Source records
--------------------------------------------------

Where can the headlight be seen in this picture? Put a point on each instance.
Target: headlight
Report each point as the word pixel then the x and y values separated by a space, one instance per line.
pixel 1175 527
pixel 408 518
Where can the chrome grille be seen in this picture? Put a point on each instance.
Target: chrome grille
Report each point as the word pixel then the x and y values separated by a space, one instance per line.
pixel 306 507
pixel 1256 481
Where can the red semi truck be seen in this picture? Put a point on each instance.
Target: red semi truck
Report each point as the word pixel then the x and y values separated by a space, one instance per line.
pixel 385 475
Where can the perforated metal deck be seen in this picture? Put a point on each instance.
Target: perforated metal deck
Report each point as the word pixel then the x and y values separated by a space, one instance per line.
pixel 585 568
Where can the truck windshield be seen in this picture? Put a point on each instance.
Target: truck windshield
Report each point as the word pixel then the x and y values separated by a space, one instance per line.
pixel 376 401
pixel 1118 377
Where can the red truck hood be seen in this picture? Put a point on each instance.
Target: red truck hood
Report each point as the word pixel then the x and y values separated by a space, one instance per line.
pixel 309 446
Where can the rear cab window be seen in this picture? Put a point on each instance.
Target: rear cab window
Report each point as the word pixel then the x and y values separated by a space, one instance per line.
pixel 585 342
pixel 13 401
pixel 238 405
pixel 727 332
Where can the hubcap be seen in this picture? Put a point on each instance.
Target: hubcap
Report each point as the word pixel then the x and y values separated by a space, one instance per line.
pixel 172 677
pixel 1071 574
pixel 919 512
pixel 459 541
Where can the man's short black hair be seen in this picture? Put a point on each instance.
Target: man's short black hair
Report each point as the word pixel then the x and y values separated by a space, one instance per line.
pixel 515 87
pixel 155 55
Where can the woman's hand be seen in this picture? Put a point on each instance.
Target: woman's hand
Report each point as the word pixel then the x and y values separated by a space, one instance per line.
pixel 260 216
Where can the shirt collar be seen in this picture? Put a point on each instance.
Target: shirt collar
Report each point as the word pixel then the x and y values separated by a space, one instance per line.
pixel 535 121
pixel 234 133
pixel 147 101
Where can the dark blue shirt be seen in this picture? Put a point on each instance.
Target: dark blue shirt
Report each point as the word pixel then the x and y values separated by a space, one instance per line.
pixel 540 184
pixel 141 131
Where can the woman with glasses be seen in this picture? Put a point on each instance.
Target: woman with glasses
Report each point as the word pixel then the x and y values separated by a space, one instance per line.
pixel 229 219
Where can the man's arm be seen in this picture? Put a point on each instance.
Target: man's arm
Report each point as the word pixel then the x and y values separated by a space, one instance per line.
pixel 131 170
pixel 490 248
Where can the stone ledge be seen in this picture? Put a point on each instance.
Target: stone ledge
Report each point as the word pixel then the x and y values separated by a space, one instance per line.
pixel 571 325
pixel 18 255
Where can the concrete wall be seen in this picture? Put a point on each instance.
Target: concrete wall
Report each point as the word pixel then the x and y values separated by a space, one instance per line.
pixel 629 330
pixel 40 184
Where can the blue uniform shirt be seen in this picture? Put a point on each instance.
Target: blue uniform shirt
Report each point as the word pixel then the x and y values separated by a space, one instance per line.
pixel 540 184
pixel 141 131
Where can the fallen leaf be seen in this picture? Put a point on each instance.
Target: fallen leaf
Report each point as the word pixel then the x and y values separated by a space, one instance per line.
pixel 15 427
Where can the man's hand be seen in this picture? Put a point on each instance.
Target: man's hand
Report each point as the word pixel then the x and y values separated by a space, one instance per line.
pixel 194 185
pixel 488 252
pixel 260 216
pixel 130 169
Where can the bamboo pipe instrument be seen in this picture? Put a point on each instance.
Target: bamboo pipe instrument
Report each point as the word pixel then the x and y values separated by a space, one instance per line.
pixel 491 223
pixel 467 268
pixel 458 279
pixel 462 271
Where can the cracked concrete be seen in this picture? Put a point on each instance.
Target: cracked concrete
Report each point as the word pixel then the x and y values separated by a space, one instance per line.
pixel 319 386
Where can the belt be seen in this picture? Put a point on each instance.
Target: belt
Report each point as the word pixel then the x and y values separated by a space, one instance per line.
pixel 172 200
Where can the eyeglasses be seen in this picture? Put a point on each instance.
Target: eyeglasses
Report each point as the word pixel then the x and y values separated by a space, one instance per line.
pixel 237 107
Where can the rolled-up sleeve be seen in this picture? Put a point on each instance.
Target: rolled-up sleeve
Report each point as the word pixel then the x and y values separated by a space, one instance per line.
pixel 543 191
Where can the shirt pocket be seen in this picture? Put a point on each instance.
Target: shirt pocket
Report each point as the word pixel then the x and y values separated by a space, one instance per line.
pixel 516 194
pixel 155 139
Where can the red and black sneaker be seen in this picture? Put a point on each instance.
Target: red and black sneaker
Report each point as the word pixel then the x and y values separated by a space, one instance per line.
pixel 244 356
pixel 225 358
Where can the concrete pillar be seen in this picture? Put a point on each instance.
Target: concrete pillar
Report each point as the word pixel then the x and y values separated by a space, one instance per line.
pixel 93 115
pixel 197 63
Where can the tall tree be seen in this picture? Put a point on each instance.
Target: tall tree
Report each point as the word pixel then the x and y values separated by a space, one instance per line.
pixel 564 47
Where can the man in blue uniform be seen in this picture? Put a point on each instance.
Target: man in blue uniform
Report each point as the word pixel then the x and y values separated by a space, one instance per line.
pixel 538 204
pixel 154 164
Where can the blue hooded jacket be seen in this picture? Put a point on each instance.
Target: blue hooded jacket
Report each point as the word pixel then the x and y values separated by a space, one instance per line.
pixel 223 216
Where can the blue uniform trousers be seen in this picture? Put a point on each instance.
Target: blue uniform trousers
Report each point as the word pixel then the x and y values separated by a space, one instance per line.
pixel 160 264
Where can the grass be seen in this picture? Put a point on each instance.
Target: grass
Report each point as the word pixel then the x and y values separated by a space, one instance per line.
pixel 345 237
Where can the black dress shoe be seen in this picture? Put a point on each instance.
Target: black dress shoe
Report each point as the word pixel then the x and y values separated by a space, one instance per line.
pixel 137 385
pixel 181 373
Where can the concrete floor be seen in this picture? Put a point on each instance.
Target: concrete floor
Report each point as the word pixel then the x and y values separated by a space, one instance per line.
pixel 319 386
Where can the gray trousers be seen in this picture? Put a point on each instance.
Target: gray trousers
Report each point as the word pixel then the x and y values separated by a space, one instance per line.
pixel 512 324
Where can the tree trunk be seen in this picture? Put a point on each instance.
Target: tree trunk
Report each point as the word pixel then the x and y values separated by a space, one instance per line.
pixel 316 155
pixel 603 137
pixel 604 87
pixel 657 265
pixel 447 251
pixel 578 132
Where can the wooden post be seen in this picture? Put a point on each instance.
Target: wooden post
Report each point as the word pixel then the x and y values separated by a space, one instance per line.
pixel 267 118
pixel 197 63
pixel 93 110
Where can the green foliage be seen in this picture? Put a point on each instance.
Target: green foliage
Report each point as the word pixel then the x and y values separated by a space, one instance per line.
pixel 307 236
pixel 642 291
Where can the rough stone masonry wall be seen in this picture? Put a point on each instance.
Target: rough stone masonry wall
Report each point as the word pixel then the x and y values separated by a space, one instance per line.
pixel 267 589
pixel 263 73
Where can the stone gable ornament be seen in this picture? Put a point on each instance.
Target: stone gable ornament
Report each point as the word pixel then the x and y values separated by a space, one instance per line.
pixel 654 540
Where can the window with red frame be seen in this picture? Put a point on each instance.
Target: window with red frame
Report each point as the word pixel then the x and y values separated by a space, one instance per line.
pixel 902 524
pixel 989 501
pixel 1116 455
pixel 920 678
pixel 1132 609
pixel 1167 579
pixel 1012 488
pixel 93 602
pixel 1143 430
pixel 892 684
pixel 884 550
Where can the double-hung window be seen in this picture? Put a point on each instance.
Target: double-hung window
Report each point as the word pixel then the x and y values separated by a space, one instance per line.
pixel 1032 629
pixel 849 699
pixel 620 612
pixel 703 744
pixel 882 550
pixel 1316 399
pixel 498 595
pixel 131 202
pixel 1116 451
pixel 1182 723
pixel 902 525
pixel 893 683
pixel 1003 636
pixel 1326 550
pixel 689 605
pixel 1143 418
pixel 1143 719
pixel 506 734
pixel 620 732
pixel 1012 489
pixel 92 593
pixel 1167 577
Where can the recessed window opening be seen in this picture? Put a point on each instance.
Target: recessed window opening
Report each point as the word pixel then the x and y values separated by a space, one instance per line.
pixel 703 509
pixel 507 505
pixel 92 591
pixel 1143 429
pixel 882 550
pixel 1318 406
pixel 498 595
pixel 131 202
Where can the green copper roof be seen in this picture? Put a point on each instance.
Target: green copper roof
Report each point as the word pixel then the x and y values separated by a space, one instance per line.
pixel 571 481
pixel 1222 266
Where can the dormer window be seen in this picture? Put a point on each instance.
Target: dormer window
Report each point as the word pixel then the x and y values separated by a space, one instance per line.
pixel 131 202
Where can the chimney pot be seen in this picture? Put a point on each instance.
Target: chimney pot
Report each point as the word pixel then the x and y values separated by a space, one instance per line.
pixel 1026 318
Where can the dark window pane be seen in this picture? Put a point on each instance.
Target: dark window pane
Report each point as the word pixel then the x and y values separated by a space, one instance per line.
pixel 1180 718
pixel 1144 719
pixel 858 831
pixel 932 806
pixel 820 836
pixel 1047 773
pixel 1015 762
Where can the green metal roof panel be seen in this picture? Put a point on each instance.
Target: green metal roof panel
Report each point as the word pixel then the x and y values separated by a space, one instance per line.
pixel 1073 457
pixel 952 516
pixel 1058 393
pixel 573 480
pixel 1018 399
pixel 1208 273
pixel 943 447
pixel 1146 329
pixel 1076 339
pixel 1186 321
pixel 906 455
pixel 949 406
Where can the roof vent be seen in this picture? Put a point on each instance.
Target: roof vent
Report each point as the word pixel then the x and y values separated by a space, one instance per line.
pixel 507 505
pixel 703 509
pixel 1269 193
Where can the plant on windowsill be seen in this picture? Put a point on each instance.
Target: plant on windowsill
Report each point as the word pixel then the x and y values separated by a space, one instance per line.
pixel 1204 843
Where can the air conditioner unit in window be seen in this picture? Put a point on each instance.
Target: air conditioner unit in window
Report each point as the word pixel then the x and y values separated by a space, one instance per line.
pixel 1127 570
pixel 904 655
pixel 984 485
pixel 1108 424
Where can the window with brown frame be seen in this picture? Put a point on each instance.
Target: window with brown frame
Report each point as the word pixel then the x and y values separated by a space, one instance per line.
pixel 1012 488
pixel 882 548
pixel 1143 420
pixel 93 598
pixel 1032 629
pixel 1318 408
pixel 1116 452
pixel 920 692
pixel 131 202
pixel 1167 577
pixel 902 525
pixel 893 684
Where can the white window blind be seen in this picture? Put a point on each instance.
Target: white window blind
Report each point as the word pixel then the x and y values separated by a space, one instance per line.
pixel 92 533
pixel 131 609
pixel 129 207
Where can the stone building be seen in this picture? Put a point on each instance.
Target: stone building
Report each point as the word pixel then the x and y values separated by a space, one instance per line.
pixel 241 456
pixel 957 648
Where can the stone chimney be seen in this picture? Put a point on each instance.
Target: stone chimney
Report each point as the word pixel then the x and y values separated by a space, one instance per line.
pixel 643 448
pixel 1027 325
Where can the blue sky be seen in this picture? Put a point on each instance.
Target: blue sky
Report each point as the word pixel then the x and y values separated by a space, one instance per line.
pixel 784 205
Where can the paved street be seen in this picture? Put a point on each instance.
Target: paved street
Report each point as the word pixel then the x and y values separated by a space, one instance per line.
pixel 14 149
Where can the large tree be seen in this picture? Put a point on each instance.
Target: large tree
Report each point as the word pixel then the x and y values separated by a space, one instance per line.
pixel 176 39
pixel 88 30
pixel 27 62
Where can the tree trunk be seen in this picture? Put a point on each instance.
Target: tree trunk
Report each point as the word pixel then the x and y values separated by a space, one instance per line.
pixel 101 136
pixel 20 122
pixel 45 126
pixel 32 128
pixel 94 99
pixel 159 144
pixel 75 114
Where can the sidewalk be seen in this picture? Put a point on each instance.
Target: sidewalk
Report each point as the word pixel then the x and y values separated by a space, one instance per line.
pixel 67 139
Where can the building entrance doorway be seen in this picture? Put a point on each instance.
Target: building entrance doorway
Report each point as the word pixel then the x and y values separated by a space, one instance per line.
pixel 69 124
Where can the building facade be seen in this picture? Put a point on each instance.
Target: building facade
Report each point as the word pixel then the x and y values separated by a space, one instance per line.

--------------------------------------------------

■ Work to do ■
Please format the entries as a two-column CSV with the headers entry_text and answer and one row per entry. Put each entry's text and its answer in their own quoted fields with line breaks turned into spaces, beginning with the first entry and stopping after the line that contains "pixel 585 568".

■ Solved exercise ■
entry_text,answer
"Where can the headlight be seen in this picture? Put a point on each instance. Target: headlight Report each point as the word pixel then the x and y values separated by a space, one instance per line.","pixel 1175 527 pixel 408 518"
"Where can the chrome grille be seen in this picture? Put a point on each instance. Target: chrome grille Report each point as the word pixel then the x and y values separated by a space, one instance per line.","pixel 306 507 pixel 1256 481"
"Where can the red semi truck be seen in this picture? Put a point on each instance. Target: red semi truck Report each point as the word pixel then the x and y values separated by a space, one instance per line.","pixel 385 475"
"Where can the perforated metal deck be seen in this picture? Put a point on each instance. Target: perforated metal deck Report each point as the word pixel then the x and y values separated by a space, one instance per line.","pixel 585 568"